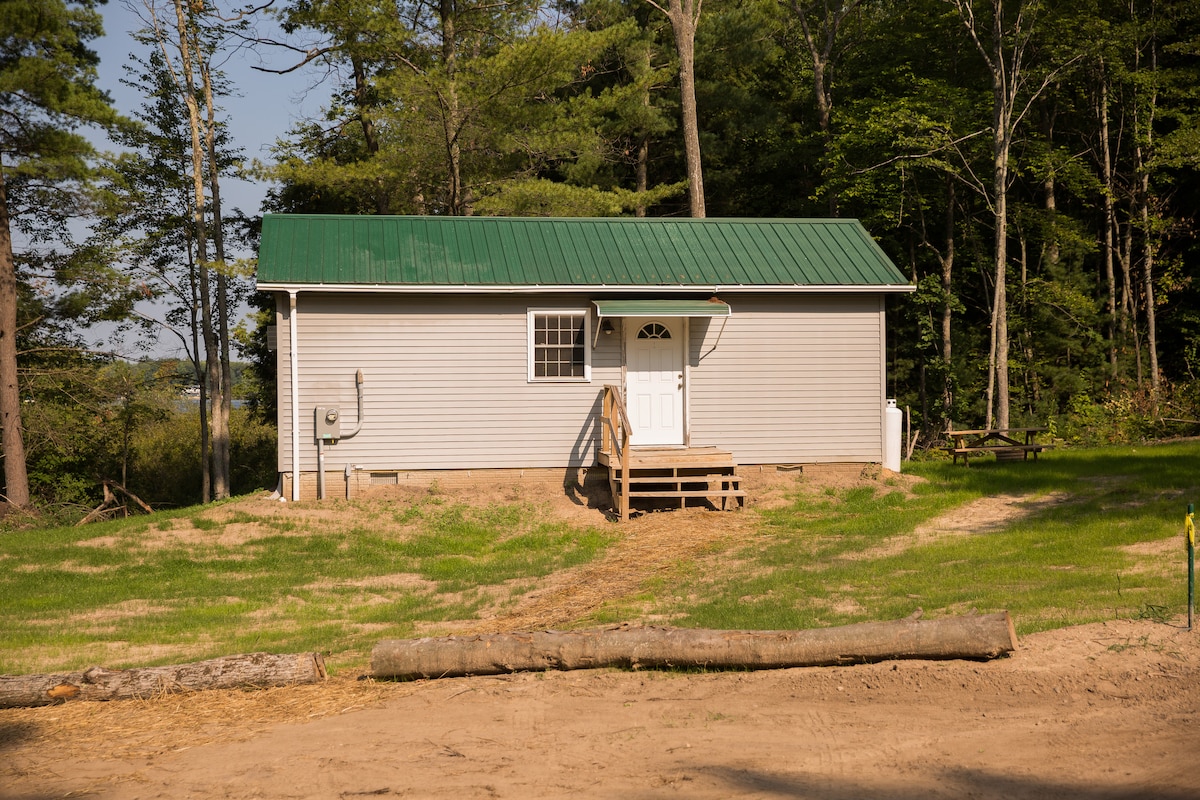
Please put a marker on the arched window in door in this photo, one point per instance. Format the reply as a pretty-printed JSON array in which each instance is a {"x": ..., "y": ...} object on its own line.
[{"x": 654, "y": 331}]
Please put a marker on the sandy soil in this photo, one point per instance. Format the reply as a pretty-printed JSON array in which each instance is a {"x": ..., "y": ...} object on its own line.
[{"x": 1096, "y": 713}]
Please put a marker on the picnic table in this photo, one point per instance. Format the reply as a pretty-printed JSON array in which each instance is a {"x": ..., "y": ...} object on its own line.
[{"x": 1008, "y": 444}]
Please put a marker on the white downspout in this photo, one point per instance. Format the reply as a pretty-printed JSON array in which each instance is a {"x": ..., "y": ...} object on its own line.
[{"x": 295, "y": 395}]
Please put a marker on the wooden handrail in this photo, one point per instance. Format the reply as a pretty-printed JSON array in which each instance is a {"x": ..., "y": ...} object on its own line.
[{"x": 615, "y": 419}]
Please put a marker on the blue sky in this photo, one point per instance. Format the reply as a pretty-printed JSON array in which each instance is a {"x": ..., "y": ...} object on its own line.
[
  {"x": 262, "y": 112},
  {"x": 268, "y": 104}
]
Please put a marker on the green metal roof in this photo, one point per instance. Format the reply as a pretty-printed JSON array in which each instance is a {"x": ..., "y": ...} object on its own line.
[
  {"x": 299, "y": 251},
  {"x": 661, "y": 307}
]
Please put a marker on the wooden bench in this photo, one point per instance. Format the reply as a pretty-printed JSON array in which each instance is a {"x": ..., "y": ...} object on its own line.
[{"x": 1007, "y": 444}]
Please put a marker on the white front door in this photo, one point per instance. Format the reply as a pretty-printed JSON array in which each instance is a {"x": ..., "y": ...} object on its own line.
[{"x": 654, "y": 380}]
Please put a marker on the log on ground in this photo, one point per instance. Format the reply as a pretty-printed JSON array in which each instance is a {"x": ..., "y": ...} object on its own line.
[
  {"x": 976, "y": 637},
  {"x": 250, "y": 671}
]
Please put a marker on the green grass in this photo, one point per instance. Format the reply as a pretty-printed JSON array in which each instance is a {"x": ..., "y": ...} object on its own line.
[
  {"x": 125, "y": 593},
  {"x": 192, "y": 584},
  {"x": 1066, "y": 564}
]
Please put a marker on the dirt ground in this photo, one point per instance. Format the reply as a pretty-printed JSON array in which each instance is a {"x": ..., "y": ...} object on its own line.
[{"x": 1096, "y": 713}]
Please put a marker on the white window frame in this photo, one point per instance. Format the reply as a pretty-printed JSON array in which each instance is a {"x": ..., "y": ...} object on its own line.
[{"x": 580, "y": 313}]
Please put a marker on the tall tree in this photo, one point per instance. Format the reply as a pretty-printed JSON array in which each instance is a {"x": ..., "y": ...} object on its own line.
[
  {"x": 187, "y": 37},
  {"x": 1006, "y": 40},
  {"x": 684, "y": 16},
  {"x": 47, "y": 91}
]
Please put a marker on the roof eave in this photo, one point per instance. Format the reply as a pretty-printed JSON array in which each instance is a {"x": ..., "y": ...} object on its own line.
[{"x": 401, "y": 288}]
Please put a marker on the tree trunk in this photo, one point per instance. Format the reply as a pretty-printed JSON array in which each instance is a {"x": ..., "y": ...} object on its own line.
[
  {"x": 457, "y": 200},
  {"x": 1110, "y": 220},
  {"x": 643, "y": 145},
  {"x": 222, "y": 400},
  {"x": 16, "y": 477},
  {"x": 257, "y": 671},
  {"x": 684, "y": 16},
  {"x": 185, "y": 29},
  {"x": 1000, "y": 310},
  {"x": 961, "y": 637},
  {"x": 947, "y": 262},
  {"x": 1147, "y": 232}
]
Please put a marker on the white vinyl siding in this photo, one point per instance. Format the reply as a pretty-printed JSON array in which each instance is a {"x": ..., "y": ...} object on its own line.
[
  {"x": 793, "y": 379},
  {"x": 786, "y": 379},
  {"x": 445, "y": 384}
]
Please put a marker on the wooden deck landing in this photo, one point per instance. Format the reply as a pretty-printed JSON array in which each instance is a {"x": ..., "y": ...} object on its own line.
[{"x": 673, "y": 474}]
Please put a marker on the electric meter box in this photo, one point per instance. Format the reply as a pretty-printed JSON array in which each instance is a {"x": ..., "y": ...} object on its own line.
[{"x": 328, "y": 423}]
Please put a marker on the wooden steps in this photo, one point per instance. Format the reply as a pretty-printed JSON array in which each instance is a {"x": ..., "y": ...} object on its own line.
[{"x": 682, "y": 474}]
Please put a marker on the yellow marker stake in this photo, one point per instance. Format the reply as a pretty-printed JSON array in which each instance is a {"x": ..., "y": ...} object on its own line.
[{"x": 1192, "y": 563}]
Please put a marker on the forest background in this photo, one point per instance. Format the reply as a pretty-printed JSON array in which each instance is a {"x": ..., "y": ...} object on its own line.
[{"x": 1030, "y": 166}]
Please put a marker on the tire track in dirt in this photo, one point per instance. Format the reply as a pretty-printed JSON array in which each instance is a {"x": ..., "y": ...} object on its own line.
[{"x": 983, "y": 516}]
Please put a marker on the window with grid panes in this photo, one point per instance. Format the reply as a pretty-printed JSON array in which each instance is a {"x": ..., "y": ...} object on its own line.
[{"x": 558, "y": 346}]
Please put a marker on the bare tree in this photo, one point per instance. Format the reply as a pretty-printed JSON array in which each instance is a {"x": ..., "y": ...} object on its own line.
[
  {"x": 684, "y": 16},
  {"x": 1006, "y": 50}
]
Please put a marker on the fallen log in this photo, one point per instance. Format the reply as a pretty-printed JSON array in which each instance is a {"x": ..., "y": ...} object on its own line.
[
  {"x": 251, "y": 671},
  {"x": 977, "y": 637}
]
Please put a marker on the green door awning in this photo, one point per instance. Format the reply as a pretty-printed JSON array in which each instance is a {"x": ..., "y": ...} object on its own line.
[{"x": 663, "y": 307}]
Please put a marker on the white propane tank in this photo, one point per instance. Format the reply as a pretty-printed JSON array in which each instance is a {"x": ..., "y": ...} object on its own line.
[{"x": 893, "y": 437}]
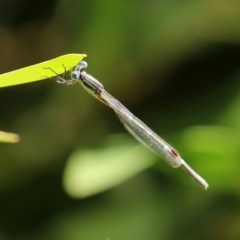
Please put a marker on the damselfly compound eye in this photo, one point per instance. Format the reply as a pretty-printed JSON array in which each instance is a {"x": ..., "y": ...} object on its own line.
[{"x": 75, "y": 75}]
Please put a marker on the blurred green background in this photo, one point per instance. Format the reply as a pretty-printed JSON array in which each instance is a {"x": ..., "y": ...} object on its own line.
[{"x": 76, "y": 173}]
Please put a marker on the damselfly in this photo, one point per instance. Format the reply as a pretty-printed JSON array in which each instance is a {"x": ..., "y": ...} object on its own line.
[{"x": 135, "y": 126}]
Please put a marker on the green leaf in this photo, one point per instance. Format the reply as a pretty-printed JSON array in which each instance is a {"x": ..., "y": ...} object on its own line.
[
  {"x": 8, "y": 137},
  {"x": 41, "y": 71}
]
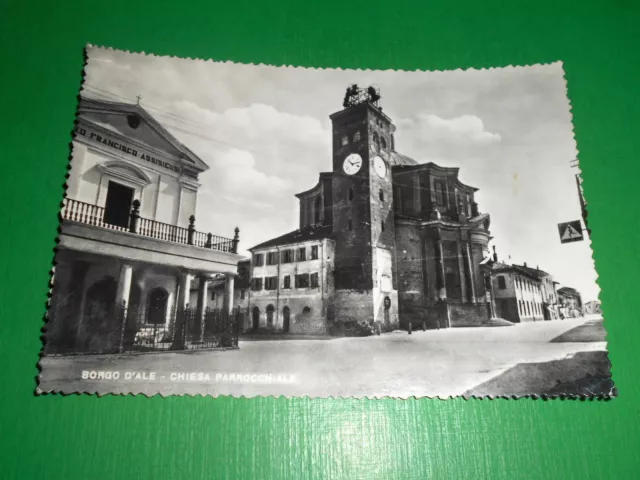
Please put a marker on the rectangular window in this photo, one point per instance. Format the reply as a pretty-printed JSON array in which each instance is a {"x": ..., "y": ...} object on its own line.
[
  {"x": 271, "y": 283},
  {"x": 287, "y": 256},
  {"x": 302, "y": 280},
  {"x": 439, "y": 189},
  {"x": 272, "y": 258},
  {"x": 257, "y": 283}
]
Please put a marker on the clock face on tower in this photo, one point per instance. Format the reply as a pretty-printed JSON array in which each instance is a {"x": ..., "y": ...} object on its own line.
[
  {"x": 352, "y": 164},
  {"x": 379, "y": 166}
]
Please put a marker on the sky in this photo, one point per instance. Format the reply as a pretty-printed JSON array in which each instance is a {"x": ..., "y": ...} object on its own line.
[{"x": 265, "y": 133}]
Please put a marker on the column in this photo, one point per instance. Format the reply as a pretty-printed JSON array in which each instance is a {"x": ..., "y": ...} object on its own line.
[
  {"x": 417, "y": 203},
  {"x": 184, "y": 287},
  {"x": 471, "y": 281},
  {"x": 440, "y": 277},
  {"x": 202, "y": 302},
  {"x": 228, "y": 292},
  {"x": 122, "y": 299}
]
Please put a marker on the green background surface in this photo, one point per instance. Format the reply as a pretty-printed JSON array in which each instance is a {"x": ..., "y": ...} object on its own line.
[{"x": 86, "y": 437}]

══════

**Exercise requirements**
Take the lines above from the one holding "Please put a marker on the sky" to the last and output them exactly.

**Expected answer**
Please put a marker on the sky in this photo, one point per instance. Format the reply as a pretty-printed JSON array in which each instance is a {"x": ..., "y": ...} object on its own line.
[{"x": 265, "y": 133}]
Please put a marker on the column in this photo, one point per instance. Format the reply as a pretty-printed JSON array in which each instance is a {"x": ..., "y": ...} object on its own line.
[
  {"x": 417, "y": 203},
  {"x": 184, "y": 287},
  {"x": 471, "y": 281},
  {"x": 440, "y": 277},
  {"x": 202, "y": 302},
  {"x": 228, "y": 292},
  {"x": 122, "y": 299}
]
Please put a marker on the green background surface in this photo, one point per instance. Format the reply as a pretty-printed JSON array in which each instance is a {"x": ..., "y": ...} object on its own line.
[{"x": 86, "y": 437}]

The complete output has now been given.